Giovanni Bona (1609–1674) was an Italian Cistercian, cardinal, liturgist and devotional author.

Biography
He was born of an old French family at Mondovì, in Piedmont, northern Italy, on 19 October, according to some 10 October, 1609. His father favoured a military career for him but, after passing some years at a nearby Jesuit college, he entered the Cistercian monastery of the Congregation of the Feuillants at Pinerolo in 1624. There, as also later at Rome, he pursued his studies with exceptional success.
 
He worked for fifteen years in Turin, then as prior in Asti and as abbot in Mondovi, and in 1651 was called to preside over the whole congregation as superior general. During his seven years of official life in Rome he modestly declined all further honours, refusing the Bishopric of Asti.

 
He welcomed the expiration of his third term, in the scholar's hope that he would be allowed to enjoy a life of retirement and study, but his intimate friend, Pope Alexander VII, wishing to honour his culture and piety, made him Consultor to the Congregation of the Index and to the Holy Office. In 1669 Clement IX made him a cardinal. There was no change in his extremely simple manner of life, and every year he donated his surplus revenue to the needy priests of the Missionary College at Rome.  He died at Rome on 28 October 1674.

Writings
His best known ascetical works include "Via Compendii ad Deum" (1657), translated into English in 1876 by Henry Collins O. Cist. under the title "An Easy Way to God", "Principia et documenta vitae Christianae" (1673), and "Horologium Asceticum" (Paris, 1676).

▸ The problem
Copy out the Giovanni Bona biography above in full, word for word.

▸ Raw records
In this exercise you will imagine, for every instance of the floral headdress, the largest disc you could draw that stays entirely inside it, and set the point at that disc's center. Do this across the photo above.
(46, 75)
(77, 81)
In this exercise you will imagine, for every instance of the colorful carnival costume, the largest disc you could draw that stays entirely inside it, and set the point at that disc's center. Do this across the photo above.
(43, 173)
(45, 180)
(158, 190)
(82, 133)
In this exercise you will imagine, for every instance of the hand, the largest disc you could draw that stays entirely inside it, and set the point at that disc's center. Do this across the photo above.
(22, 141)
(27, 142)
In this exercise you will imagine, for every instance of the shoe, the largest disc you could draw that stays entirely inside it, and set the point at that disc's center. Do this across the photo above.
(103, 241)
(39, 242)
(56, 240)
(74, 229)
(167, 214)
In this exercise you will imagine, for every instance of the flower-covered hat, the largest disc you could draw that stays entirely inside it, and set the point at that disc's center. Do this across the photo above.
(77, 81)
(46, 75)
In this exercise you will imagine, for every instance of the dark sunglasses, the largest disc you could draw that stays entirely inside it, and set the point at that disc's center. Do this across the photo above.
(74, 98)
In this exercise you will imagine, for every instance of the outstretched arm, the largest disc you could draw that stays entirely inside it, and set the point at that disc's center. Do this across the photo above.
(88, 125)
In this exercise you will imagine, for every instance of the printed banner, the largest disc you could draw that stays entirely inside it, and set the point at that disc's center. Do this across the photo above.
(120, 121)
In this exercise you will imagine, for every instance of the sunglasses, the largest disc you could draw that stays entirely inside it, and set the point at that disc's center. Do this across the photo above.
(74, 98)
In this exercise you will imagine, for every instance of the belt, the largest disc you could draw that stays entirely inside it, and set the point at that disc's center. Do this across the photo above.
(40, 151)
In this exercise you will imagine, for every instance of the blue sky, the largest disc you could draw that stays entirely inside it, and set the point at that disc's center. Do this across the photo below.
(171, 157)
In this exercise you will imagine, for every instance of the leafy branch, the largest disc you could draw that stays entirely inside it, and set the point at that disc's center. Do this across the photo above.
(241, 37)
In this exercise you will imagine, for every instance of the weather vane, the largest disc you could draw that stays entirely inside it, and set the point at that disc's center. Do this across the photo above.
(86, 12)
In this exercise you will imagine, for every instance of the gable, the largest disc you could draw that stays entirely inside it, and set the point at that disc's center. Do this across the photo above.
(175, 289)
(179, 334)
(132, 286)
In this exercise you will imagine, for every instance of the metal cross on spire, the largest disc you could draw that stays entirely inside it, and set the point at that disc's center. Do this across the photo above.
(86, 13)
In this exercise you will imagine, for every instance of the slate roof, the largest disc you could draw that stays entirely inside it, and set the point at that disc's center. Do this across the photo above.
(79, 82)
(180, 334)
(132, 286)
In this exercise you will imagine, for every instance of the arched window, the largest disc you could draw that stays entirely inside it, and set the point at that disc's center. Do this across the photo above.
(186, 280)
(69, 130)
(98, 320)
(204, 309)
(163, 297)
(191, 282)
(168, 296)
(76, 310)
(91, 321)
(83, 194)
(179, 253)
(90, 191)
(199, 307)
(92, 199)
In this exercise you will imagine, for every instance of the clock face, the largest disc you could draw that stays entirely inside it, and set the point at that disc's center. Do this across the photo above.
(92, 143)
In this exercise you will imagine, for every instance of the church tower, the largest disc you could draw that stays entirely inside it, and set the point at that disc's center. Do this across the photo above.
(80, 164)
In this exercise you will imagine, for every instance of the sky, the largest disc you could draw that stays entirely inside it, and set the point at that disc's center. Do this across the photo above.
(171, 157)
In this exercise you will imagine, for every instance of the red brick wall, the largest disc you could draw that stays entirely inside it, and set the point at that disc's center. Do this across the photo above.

▸ Final result
Giovanni Bona (1609–1674) was an Italian Cistercian, cardinal, liturgist and devotional author.

Biography
He was born of an old French family at Mondovì, in Piedmont, northern Italy, on 19 October, according to some 10 October, 1609. His father favoured a military career for him but, after passing some years at a nearby Jesuit college, he entered the Cistercian monastery of the Congregation of the Feuillants at Pinerolo in 1624. There, as also later at Rome, he pursued his studies with exceptional success.
 
He worked for fifteen years in Turin, then as prior in Asti and as abbot in Mondovi, and in 1651 was called to preside over the whole congregation as superior general. During his seven years of official life in Rome he modestly declined all further honours, refusing the Bishopric of Asti.

 
He welcomed the expiration of his third term, in the scholar's hope that he would be allowed to enjoy a life of retirement and study, but his intimate friend, Pope Alexander VII, wishing to honour his culture and piety, made him Consultor to the Congregation of the Index and to the Holy Office. In 1669 Clement IX made him a cardinal. There was no change in his extremely simple manner of life, and every year he donated his surplus revenue to the needy priests of the Missionary College at Rome.  He died at Rome on 28 October 1674.

Writings
His best known ascetical works include "Via Compendii ad Deum" (1657), translated into English in 1876 by Henry Collins O. Cist. under the title "An Easy Way to God", "Principia et documenta vitae Christianae" (1673), and "Horologium Asceticum" (Paris, 1676).